ABOUT THIS TASK –
Hunt for the word "cloud" across the entries below, copying each line that holds it.
Segment Open
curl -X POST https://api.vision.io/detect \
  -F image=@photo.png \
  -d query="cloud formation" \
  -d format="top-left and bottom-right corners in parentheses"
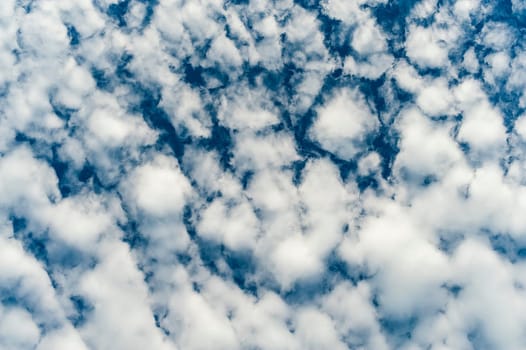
top-left (1, 0), bottom-right (525, 349)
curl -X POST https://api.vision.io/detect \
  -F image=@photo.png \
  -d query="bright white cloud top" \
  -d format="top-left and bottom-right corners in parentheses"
top-left (0, 0), bottom-right (525, 349)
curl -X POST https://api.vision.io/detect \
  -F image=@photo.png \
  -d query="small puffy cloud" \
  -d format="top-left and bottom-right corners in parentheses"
top-left (322, 282), bottom-right (389, 350)
top-left (247, 169), bottom-right (299, 215)
top-left (35, 194), bottom-right (122, 249)
top-left (197, 198), bottom-right (260, 251)
top-left (453, 0), bottom-right (481, 19)
top-left (160, 84), bottom-right (211, 138)
top-left (217, 85), bottom-right (279, 131)
top-left (294, 307), bottom-right (347, 350)
top-left (392, 59), bottom-right (425, 93)
top-left (514, 113), bottom-right (526, 140)
top-left (206, 33), bottom-right (243, 69)
top-left (299, 158), bottom-right (354, 258)
top-left (54, 57), bottom-right (97, 109)
top-left (454, 79), bottom-right (507, 153)
top-left (358, 152), bottom-right (382, 176)
top-left (0, 147), bottom-right (60, 209)
top-left (321, 0), bottom-right (369, 24)
top-left (0, 307), bottom-right (40, 350)
top-left (233, 131), bottom-right (299, 172)
top-left (36, 326), bottom-right (88, 350)
top-left (122, 154), bottom-right (193, 217)
top-left (481, 22), bottom-right (515, 51)
top-left (462, 47), bottom-right (480, 73)
top-left (405, 24), bottom-right (456, 68)
top-left (87, 107), bottom-right (156, 147)
top-left (406, 25), bottom-right (448, 68)
top-left (310, 88), bottom-right (378, 159)
top-left (344, 52), bottom-right (394, 80)
top-left (485, 51), bottom-right (510, 77)
top-left (162, 268), bottom-right (241, 350)
top-left (78, 241), bottom-right (176, 350)
top-left (182, 147), bottom-right (242, 198)
top-left (270, 234), bottom-right (325, 289)
top-left (416, 78), bottom-right (455, 116)
top-left (0, 234), bottom-right (65, 325)
top-left (351, 18), bottom-right (387, 55)
top-left (394, 108), bottom-right (462, 179)
top-left (344, 202), bottom-right (450, 318)
top-left (450, 239), bottom-right (526, 349)
top-left (18, 8), bottom-right (69, 57)
top-left (84, 92), bottom-right (157, 148)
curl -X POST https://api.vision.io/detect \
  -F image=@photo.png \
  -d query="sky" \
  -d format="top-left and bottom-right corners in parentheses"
top-left (0, 0), bottom-right (526, 349)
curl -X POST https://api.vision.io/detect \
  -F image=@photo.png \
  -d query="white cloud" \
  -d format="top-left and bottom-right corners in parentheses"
top-left (0, 306), bottom-right (40, 350)
top-left (182, 147), bottom-right (242, 198)
top-left (392, 60), bottom-right (425, 93)
top-left (18, 8), bottom-right (69, 58)
top-left (0, 147), bottom-right (60, 209)
top-left (310, 88), bottom-right (378, 159)
top-left (358, 152), bottom-right (381, 175)
top-left (514, 113), bottom-right (526, 140)
top-left (36, 194), bottom-right (121, 249)
top-left (406, 24), bottom-right (450, 68)
top-left (394, 108), bottom-right (462, 179)
top-left (217, 84), bottom-right (279, 131)
top-left (299, 158), bottom-right (354, 260)
top-left (341, 200), bottom-right (450, 318)
top-left (416, 78), bottom-right (455, 116)
top-left (160, 84), bottom-right (211, 138)
top-left (37, 326), bottom-right (89, 350)
top-left (206, 33), bottom-right (243, 69)
top-left (122, 154), bottom-right (193, 217)
top-left (0, 233), bottom-right (66, 328)
top-left (481, 22), bottom-right (514, 51)
top-left (321, 0), bottom-right (370, 25)
top-left (454, 79), bottom-right (507, 154)
top-left (78, 241), bottom-right (176, 350)
top-left (125, 1), bottom-right (147, 30)
top-left (450, 238), bottom-right (526, 349)
top-left (161, 267), bottom-right (241, 350)
top-left (322, 281), bottom-right (389, 350)
top-left (233, 131), bottom-right (299, 172)
top-left (508, 51), bottom-right (526, 93)
top-left (2, 0), bottom-right (526, 349)
top-left (462, 47), bottom-right (480, 73)
top-left (351, 18), bottom-right (387, 55)
top-left (412, 0), bottom-right (438, 18)
top-left (344, 52), bottom-right (394, 80)
top-left (197, 197), bottom-right (260, 251)
top-left (294, 307), bottom-right (347, 350)
top-left (86, 104), bottom-right (156, 148)
top-left (512, 0), bottom-right (526, 13)
top-left (483, 51), bottom-right (511, 85)
top-left (453, 0), bottom-right (481, 19)
top-left (270, 234), bottom-right (325, 289)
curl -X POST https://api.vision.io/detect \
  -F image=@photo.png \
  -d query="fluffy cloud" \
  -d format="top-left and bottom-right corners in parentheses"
top-left (1, 0), bottom-right (525, 349)
top-left (310, 88), bottom-right (378, 159)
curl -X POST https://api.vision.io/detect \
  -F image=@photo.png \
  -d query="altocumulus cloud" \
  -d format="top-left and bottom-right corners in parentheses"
top-left (1, 0), bottom-right (526, 349)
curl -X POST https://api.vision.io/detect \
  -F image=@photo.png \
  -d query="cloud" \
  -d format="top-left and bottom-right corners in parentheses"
top-left (122, 154), bottom-right (193, 217)
top-left (1, 0), bottom-right (525, 349)
top-left (454, 79), bottom-right (507, 155)
top-left (309, 88), bottom-right (379, 159)
top-left (405, 24), bottom-right (451, 68)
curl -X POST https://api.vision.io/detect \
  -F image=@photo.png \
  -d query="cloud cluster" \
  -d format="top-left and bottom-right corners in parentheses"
top-left (1, 0), bottom-right (526, 349)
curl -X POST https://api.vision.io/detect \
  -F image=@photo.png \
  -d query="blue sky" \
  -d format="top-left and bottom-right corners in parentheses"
top-left (1, 0), bottom-right (526, 349)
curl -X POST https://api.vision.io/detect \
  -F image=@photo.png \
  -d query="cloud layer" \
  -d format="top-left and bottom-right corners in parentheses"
top-left (1, 0), bottom-right (526, 349)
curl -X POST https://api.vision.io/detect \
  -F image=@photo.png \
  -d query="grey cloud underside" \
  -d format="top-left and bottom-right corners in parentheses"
top-left (1, 0), bottom-right (526, 349)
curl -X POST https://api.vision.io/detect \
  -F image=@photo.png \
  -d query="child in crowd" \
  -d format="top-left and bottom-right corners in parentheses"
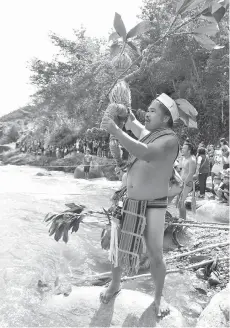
top-left (216, 169), bottom-right (229, 204)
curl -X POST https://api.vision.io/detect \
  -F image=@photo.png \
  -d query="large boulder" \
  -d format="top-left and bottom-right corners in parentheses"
top-left (195, 200), bottom-right (229, 224)
top-left (42, 286), bottom-right (185, 327)
top-left (0, 145), bottom-right (11, 153)
top-left (196, 284), bottom-right (229, 328)
top-left (74, 165), bottom-right (104, 179)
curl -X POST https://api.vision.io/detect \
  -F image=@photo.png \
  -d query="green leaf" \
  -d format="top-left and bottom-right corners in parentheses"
top-left (110, 43), bottom-right (121, 58)
top-left (176, 0), bottom-right (206, 14)
top-left (193, 33), bottom-right (217, 50)
top-left (113, 13), bottom-right (127, 41)
top-left (127, 41), bottom-right (141, 55)
top-left (126, 21), bottom-right (152, 40)
top-left (109, 32), bottom-right (120, 42)
top-left (193, 23), bottom-right (219, 36)
top-left (175, 99), bottom-right (198, 117)
top-left (212, 5), bottom-right (226, 22)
Segment Closed
RESPONSE TO THIS TASK –
  -d query="cloud formation" \
  -d query="bright white cloud top" \
  -d query="small puffy cloud" \
  -d query="white cloud" \
  -d query="fluffy cloud" \
  -d query="altocumulus cloud" \
  -d query="cloud" \
  -d query="cloud cluster" \
  -d query="cloud layer" \
  -d query="grey cloud underside" \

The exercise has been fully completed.